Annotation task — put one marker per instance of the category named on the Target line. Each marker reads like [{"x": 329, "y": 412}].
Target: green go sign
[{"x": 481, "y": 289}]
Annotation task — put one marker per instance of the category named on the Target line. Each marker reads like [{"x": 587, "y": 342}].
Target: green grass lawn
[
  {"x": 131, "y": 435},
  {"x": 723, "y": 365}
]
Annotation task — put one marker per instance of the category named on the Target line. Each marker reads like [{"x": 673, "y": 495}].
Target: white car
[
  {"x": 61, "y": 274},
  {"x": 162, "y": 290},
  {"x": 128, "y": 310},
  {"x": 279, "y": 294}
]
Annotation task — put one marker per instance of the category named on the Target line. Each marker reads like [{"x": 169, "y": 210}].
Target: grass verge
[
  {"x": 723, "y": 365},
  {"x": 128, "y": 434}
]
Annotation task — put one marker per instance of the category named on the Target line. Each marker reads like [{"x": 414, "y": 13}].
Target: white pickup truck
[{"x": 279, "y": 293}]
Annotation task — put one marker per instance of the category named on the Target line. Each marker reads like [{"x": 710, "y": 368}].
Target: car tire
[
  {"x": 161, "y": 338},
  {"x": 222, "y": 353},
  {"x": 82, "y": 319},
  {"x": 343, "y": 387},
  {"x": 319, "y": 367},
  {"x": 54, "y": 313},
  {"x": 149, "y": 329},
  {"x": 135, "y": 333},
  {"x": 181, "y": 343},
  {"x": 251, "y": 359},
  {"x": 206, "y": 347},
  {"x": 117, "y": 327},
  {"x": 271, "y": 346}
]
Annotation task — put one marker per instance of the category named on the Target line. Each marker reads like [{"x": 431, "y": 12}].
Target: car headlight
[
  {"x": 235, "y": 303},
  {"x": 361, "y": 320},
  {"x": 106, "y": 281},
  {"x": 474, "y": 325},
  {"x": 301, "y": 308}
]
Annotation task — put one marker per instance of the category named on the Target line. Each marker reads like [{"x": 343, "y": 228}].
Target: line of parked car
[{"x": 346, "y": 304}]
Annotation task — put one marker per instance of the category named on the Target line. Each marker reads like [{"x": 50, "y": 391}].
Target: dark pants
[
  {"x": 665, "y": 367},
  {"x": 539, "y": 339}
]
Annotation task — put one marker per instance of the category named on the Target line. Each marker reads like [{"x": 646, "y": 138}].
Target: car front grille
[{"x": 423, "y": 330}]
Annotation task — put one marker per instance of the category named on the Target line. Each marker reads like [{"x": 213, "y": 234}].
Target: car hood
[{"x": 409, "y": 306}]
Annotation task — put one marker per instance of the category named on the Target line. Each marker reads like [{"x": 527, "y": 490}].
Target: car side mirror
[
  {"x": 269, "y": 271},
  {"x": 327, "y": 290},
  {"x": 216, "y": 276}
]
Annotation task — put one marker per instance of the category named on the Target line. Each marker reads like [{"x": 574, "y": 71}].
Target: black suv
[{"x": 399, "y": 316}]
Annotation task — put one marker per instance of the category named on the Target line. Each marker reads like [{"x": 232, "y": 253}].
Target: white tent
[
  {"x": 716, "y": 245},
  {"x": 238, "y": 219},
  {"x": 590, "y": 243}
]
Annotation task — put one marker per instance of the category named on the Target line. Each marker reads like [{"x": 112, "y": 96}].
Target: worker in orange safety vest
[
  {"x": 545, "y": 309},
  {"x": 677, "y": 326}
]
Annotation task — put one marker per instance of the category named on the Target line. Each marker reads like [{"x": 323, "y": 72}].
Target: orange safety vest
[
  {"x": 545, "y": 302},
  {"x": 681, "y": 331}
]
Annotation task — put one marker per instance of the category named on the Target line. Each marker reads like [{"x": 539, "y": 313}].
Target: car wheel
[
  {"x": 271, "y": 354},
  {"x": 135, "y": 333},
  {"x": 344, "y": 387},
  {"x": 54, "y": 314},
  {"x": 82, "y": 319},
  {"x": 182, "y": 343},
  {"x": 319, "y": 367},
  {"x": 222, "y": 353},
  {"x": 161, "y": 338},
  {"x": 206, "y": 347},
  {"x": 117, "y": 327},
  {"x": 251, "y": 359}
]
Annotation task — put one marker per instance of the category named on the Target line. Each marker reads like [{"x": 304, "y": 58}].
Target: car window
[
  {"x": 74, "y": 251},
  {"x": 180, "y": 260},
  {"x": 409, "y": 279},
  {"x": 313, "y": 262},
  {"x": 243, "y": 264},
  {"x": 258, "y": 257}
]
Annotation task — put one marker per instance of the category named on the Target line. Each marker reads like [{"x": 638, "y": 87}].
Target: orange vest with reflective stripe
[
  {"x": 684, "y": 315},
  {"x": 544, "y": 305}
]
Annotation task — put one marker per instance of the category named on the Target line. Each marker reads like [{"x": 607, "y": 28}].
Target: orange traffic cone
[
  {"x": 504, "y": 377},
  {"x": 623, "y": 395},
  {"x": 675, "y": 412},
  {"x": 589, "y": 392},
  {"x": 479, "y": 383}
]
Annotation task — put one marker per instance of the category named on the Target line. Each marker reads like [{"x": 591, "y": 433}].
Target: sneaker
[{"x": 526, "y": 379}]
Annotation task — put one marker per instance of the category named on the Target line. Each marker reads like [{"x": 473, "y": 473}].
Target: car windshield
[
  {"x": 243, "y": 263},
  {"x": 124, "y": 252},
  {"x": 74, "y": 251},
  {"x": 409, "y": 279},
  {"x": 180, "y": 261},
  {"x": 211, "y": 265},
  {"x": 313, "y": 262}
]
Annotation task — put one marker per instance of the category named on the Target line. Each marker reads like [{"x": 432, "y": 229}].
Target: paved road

◆ ◆ ◆ ◆

→ **DO THIS**:
Repeat the material word for word, in full.

→ **SOLUTION FOR THIS PROBLEM**:
Annotation task — put one marker per instance of the category named on the Target line. Each marker reads like [{"x": 329, "y": 412}].
Target: green go sign
[{"x": 481, "y": 289}]
Annotation task — put one marker per instance of the category named on the Target line. Each marker reads like [{"x": 587, "y": 342}].
Target: green grass lawn
[
  {"x": 131, "y": 435},
  {"x": 723, "y": 365}
]
Annotation task — put one marker per instance of the category named on the Target line. Each marker reads like [{"x": 673, "y": 495}].
Target: white car
[
  {"x": 61, "y": 274},
  {"x": 162, "y": 290},
  {"x": 128, "y": 310},
  {"x": 279, "y": 294}
]
Annotation task — put one marker per instance of the category named on the Target line. Each marker reads like [{"x": 169, "y": 210}].
Target: grass verge
[
  {"x": 723, "y": 365},
  {"x": 128, "y": 434}
]
Annotation task — put one marker per instance of the category named on the Target line. Each marker reads like [{"x": 414, "y": 13}].
Target: white pickup truck
[{"x": 279, "y": 293}]
Annotation task — put one marker per instance of the category named on the Target line. Each marker reads like [{"x": 710, "y": 368}].
Target: car tire
[
  {"x": 161, "y": 338},
  {"x": 222, "y": 353},
  {"x": 82, "y": 319},
  {"x": 343, "y": 387},
  {"x": 319, "y": 367},
  {"x": 54, "y": 313},
  {"x": 149, "y": 329},
  {"x": 135, "y": 333},
  {"x": 181, "y": 343},
  {"x": 251, "y": 359},
  {"x": 206, "y": 347},
  {"x": 117, "y": 327},
  {"x": 271, "y": 346}
]
Annotation task — put one marker per instance of the category named on the Target line. Each marker reads like [{"x": 431, "y": 12}].
Target: car headlight
[
  {"x": 235, "y": 303},
  {"x": 361, "y": 320},
  {"x": 106, "y": 281},
  {"x": 474, "y": 325},
  {"x": 301, "y": 308}
]
Annotation task — put one marker per instance of the category named on the Target line. Each marker reads like [{"x": 343, "y": 228}].
Target: line of parked car
[{"x": 346, "y": 304}]
Annotation task — put one marker per instance of the category named on the Target line. Each marker reads like [{"x": 50, "y": 391}].
Target: dark pants
[
  {"x": 665, "y": 367},
  {"x": 539, "y": 339}
]
Annotation task — put one marker per instance of the category named on the Target line. Each marker reads like [{"x": 646, "y": 138}].
Target: car front grille
[{"x": 423, "y": 330}]
Annotation task — put one marker per instance of the category named on the Target line. Each marker reads like [{"x": 213, "y": 234}].
Target: car hood
[{"x": 409, "y": 306}]
Annotation task — put one marker per instance of the category named on the Target line. Each marker reads like [{"x": 527, "y": 490}].
Target: car side mirror
[
  {"x": 269, "y": 271},
  {"x": 327, "y": 290},
  {"x": 216, "y": 276}
]
Annotation task — put one marker per instance of the category named on the Target line. Each marker reads like [{"x": 574, "y": 71}].
Target: black suv
[{"x": 399, "y": 316}]
Annotation task — put one marker per instance of the category named on the Target line. Each marker reads like [{"x": 232, "y": 253}].
Target: white tent
[
  {"x": 716, "y": 245},
  {"x": 238, "y": 219},
  {"x": 590, "y": 243}
]
Annotation task — put one marker per instance of the category named on the Target line. Each marker reads like [{"x": 112, "y": 96}].
Target: worker in orange safety vest
[
  {"x": 545, "y": 309},
  {"x": 677, "y": 326}
]
Annotation task — put one marker per instance of the category named on the Target line. Each marker reads like [{"x": 323, "y": 72}].
Target: orange safety vest
[
  {"x": 545, "y": 302},
  {"x": 681, "y": 331}
]
Annotation task — put one marker per instance of the category named on the Target line. Each marker reads like [{"x": 539, "y": 313}].
Target: car wheel
[
  {"x": 271, "y": 354},
  {"x": 135, "y": 333},
  {"x": 344, "y": 387},
  {"x": 54, "y": 314},
  {"x": 82, "y": 319},
  {"x": 182, "y": 343},
  {"x": 319, "y": 367},
  {"x": 222, "y": 353},
  {"x": 161, "y": 338},
  {"x": 206, "y": 347},
  {"x": 117, "y": 327},
  {"x": 251, "y": 359}
]
Annotation task — put one marker per instance of the category named on the Target line. Each marker reads like [{"x": 304, "y": 58}].
Target: car window
[
  {"x": 74, "y": 251},
  {"x": 180, "y": 260},
  {"x": 409, "y": 279},
  {"x": 313, "y": 262},
  {"x": 243, "y": 264},
  {"x": 258, "y": 257}
]
Annotation task — put one marker per instance of the category named on the Target line. Each marker reads like [{"x": 638, "y": 87}].
Target: orange vest with reflective stripe
[
  {"x": 684, "y": 315},
  {"x": 544, "y": 305}
]
Annotation task — put one marker per instance of the category named on the Target line. Each marker reads like [{"x": 607, "y": 28}].
Target: orange traffic cone
[
  {"x": 504, "y": 377},
  {"x": 623, "y": 395},
  {"x": 675, "y": 412},
  {"x": 589, "y": 392},
  {"x": 479, "y": 383}
]
Annotation task — put one marker per instance of the category named on the Target line. Each marker reads like [{"x": 591, "y": 433}].
Target: sneaker
[{"x": 526, "y": 379}]
Annotation task — put one marker per instance of the category named on the Target line. Each marker reads like [{"x": 473, "y": 473}].
Target: car windshield
[
  {"x": 243, "y": 263},
  {"x": 124, "y": 252},
  {"x": 74, "y": 251},
  {"x": 409, "y": 279},
  {"x": 180, "y": 261},
  {"x": 211, "y": 265},
  {"x": 313, "y": 262}
]
Annotation task — put one marker per instance of the category named on the Target line. Each marker reads like [{"x": 432, "y": 229}].
Target: paved road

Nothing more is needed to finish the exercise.